◆ **PROMPT**
In the entries that follow, identify the line containing "# test: for every instance of the step, mark" and return it together with all later lines, exactly as they appear.

◆ **THE RECORDS**
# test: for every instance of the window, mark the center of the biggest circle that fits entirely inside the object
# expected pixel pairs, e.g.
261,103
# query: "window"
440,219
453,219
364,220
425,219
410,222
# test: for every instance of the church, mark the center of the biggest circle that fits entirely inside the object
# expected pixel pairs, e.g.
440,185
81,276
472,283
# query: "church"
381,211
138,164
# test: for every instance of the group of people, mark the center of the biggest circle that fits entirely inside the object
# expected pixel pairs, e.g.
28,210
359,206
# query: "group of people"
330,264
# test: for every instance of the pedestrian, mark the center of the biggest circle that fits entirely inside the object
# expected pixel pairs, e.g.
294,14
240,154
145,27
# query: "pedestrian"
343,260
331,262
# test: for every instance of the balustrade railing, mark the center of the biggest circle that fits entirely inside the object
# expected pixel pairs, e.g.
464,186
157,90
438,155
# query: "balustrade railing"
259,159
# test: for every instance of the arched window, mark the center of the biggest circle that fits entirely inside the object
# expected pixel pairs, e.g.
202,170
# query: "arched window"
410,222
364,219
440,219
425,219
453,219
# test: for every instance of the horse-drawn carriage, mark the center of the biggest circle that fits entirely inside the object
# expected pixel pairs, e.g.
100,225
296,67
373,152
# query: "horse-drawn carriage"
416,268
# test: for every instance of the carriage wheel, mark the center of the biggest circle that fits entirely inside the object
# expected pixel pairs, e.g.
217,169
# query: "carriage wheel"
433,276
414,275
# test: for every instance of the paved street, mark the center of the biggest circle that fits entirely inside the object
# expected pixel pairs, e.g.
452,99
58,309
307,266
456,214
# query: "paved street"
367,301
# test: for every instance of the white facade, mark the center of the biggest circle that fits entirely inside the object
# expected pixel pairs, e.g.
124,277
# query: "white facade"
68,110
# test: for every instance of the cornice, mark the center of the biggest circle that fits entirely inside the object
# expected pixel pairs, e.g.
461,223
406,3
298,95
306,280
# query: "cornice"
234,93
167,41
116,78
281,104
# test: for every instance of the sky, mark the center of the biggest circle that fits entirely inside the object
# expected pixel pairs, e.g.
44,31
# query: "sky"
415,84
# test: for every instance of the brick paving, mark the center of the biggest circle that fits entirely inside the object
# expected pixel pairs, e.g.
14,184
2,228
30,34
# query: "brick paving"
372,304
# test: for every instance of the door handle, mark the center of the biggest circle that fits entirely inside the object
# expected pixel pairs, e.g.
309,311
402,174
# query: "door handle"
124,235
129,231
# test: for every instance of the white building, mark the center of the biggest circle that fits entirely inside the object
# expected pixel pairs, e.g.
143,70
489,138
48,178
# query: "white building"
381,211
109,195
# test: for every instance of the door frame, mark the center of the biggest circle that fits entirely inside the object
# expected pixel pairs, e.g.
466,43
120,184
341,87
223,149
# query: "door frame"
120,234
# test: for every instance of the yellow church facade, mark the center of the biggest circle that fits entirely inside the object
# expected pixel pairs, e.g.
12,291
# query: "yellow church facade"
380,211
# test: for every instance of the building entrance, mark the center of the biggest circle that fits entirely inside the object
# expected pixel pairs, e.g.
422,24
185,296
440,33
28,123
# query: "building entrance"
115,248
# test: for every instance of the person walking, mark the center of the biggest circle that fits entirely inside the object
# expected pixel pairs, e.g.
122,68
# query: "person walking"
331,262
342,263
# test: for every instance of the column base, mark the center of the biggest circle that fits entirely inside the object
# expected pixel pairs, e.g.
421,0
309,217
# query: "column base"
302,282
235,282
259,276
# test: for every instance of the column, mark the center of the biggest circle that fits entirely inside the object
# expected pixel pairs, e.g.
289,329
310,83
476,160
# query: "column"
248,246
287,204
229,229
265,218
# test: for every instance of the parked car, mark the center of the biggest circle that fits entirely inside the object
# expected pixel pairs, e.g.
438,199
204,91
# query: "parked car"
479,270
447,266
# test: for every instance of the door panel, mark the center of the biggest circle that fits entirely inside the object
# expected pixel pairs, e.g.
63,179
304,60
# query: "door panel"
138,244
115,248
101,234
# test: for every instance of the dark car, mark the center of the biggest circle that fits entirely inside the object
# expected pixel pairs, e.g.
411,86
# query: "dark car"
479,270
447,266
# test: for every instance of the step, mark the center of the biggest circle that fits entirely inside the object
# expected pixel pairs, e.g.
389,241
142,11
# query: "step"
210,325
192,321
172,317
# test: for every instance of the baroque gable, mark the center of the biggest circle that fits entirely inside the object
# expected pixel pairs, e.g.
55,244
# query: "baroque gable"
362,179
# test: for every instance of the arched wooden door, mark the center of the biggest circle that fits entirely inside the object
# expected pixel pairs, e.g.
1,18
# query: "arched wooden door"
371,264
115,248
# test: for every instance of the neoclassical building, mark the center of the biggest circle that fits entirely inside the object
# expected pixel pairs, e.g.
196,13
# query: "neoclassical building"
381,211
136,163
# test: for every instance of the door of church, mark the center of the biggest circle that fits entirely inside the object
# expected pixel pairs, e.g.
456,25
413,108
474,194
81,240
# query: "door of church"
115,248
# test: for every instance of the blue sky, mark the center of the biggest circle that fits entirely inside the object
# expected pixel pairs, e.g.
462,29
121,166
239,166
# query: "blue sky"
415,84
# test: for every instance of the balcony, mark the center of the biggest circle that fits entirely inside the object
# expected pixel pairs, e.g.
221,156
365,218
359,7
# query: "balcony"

◆ **TASK SOLUTION**
# test: for every instance of the step, mark the center of the biggest circle that fits entirely inside the object
# expected pixel pairs, e.g.
389,241
142,11
# query: "step"
210,325
192,321
172,317
# test: for every instance of the baroque gable, mark the center of the biggest circle that fits entirely inside the object
# expected pixel pairs, e.g.
55,244
# query: "baroque gable"
362,179
# test: for every instance of the arched wooden door, mark the center of the biggest circle that fits entirely inside the object
# expected pixel pairs, e.g.
1,18
# query: "arched wooden door"
371,264
115,248
# test: for every instance of the neoclassical building, mark the center of the biggest circle that fits entirely inside the object
# expected pixel pairs, e.g.
196,13
# query: "neoclassical building"
381,211
136,163
# test: for every instance of the door of church, mark the center of the biggest circle that fits entirely inside the object
# expected pixel pairs, e.g.
456,25
413,108
474,194
81,240
# query: "door of church"
115,248
# test: for every instance of the blue sky, mark the center of the biggest circle that fits entirely inside the object
# expected pixel pairs, e.g.
462,29
121,166
239,166
# query: "blue sky"
415,84
# test: for every instance of the balcony, mark the center of the biggest circle that fits entirely inside the object
# expected pixel pairs, e.g.
221,156
365,218
359,7
# query: "balcony"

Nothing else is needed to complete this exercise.